**WHAT IS BEING ASKED:** Only the lines from the top of the data through the line with "Mark the lounge" should be repeated, each exactly as written.

EXCERPTED RECORDS Start Marker

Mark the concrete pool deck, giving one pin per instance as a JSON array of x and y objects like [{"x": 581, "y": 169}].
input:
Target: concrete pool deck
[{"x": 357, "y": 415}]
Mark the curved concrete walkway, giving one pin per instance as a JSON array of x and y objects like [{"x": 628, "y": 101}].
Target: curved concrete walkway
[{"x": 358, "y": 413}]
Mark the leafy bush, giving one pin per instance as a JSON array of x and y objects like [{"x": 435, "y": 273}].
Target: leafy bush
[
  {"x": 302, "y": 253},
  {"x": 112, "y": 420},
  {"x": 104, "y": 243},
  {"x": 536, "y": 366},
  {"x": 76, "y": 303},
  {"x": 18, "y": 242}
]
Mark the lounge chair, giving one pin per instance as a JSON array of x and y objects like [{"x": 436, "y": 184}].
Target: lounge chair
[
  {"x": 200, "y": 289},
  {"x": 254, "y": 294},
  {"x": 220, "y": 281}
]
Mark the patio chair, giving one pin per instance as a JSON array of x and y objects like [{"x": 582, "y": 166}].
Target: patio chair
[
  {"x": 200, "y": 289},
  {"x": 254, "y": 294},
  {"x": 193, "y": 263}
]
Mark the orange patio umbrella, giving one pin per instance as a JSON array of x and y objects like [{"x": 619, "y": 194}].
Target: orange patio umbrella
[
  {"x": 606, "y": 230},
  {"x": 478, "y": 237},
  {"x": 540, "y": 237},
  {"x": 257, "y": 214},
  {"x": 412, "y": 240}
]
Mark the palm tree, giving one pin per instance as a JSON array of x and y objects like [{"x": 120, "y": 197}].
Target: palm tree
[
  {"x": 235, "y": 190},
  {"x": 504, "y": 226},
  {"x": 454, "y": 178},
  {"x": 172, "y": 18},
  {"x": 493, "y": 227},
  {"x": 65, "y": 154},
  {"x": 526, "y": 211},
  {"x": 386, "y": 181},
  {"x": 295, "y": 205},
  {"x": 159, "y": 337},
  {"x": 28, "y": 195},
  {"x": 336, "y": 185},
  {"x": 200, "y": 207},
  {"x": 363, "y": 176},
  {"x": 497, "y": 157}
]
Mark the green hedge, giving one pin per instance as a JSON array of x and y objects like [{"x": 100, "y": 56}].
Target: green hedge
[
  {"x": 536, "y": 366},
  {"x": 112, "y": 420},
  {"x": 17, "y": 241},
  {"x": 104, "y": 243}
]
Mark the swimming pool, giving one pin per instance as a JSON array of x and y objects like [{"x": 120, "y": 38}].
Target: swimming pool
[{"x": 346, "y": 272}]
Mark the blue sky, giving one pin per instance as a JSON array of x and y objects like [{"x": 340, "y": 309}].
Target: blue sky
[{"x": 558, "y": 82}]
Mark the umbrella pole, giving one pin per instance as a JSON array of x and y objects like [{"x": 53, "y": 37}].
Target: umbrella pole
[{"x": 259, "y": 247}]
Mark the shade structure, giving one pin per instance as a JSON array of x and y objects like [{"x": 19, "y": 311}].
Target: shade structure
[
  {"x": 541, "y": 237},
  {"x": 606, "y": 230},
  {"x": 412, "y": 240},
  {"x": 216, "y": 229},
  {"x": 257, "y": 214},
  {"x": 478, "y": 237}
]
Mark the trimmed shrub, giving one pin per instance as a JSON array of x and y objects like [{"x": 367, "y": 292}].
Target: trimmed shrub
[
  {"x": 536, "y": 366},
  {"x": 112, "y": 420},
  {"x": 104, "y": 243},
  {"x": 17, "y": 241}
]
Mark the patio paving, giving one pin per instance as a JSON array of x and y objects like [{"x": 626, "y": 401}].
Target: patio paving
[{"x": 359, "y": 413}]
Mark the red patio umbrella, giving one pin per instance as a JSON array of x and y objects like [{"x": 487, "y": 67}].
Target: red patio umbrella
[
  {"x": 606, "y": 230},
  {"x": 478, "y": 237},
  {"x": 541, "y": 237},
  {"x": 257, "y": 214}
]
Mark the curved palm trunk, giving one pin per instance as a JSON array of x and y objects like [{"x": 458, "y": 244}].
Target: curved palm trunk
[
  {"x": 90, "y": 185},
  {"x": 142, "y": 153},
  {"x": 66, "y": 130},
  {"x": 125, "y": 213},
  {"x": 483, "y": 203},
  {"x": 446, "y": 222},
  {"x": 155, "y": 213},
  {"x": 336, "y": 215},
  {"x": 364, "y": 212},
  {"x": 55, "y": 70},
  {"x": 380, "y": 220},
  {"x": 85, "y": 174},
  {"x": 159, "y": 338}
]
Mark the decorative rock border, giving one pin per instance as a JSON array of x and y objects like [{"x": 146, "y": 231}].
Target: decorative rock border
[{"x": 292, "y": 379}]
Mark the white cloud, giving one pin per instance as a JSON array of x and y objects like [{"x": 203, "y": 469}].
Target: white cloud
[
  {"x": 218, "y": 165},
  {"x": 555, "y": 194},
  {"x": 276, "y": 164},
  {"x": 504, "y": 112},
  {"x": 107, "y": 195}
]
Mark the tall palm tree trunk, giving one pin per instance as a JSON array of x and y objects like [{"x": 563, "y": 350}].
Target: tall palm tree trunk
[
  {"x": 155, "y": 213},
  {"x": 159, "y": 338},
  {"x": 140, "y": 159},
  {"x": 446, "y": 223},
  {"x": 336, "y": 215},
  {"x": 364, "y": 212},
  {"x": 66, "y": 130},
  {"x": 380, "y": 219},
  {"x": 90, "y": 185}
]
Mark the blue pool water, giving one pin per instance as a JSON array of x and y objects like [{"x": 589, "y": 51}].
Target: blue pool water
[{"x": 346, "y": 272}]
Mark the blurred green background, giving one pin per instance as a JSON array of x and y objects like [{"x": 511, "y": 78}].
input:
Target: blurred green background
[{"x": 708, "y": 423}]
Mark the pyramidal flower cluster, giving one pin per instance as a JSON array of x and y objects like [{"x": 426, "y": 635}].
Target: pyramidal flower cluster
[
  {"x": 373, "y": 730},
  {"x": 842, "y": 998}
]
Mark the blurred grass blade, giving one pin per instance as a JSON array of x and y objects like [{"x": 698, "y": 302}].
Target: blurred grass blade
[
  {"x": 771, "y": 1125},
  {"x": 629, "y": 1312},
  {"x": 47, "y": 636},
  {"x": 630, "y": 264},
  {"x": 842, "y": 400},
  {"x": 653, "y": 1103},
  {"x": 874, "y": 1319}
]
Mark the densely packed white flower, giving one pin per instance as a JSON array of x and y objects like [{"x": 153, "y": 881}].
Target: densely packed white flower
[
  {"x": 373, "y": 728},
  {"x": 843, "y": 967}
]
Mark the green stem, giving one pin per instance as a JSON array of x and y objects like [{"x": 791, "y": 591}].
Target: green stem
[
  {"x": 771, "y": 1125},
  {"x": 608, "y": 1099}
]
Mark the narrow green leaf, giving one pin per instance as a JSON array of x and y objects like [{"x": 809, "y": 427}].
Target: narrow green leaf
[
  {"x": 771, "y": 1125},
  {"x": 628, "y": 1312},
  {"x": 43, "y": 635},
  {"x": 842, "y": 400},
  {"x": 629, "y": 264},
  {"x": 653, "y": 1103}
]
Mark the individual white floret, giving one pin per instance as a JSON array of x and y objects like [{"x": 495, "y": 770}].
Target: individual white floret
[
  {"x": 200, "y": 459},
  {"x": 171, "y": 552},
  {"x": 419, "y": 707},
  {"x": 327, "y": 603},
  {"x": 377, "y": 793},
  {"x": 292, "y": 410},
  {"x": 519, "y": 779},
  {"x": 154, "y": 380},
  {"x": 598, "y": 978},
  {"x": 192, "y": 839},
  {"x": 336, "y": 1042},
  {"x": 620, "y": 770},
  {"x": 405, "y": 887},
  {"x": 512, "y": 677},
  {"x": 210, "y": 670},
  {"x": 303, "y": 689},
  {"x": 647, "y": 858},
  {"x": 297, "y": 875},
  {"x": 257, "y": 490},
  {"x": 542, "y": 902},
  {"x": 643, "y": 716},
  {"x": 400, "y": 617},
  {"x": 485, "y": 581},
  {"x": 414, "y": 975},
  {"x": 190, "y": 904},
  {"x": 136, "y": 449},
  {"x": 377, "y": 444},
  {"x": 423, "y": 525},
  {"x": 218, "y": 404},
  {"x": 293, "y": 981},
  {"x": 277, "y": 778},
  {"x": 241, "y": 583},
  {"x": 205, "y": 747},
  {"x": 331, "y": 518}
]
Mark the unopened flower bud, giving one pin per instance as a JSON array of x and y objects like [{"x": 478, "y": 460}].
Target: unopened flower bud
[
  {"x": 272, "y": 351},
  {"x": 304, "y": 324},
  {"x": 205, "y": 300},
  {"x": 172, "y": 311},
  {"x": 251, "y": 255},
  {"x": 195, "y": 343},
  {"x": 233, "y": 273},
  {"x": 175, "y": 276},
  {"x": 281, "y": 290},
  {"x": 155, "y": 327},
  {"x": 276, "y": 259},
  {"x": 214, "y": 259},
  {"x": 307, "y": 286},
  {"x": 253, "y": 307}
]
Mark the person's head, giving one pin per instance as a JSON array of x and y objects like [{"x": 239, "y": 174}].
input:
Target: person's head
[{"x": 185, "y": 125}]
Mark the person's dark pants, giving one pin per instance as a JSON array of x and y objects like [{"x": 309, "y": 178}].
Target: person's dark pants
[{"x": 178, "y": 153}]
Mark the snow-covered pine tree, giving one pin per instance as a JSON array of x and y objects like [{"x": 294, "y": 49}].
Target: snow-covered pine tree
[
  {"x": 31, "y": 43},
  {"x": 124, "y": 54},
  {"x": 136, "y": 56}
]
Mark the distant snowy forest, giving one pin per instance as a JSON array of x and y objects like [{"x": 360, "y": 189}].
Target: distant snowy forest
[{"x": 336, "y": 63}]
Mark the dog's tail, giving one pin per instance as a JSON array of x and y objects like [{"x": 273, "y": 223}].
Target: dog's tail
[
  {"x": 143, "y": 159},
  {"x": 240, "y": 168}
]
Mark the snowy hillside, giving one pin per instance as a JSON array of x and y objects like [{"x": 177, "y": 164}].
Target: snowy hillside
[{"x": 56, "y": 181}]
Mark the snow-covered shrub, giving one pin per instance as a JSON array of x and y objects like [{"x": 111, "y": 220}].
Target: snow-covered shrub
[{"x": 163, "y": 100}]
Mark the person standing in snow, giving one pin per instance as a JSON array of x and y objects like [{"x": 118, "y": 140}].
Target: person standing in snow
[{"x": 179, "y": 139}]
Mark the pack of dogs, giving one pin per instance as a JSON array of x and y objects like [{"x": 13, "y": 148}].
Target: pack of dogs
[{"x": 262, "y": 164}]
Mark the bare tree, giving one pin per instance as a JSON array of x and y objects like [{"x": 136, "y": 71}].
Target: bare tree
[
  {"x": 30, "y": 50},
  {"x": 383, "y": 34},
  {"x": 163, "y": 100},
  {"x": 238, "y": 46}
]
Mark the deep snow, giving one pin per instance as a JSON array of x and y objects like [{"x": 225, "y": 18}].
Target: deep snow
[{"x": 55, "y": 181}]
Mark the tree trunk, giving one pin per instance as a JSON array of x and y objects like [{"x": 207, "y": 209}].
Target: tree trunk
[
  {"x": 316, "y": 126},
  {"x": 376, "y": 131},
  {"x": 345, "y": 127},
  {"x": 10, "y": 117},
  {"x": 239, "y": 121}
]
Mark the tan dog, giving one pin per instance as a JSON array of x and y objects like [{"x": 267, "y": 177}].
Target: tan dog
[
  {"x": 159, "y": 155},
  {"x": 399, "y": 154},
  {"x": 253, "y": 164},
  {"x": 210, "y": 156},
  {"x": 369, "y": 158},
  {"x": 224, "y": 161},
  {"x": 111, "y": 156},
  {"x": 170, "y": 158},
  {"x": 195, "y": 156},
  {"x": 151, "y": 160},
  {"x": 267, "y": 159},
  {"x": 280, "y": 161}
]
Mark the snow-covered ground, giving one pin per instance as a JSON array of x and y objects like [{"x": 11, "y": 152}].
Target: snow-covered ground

EXCERPTED RECORDS End Marker

**TASK RESULT:**
Mark the concrete pool deck, giving one pin per instance as a JSON array of x and y objects like [{"x": 581, "y": 169}].
input:
Target: concrete pool deck
[{"x": 357, "y": 415}]
Mark the curved concrete walkway, giving one pin per instance as a JSON array of x and y objects like [{"x": 628, "y": 101}].
Target: curved concrete walkway
[{"x": 358, "y": 413}]
Mark the leafy bush, giving one pin per instance as a JSON array of x and y objects like [{"x": 435, "y": 273}].
Target: leafy bush
[
  {"x": 302, "y": 253},
  {"x": 112, "y": 420},
  {"x": 104, "y": 243},
  {"x": 536, "y": 366},
  {"x": 76, "y": 303},
  {"x": 18, "y": 242}
]
Mark the lounge chair, giving one pin per instance as a JSON array of x and y objects like [{"x": 436, "y": 184}].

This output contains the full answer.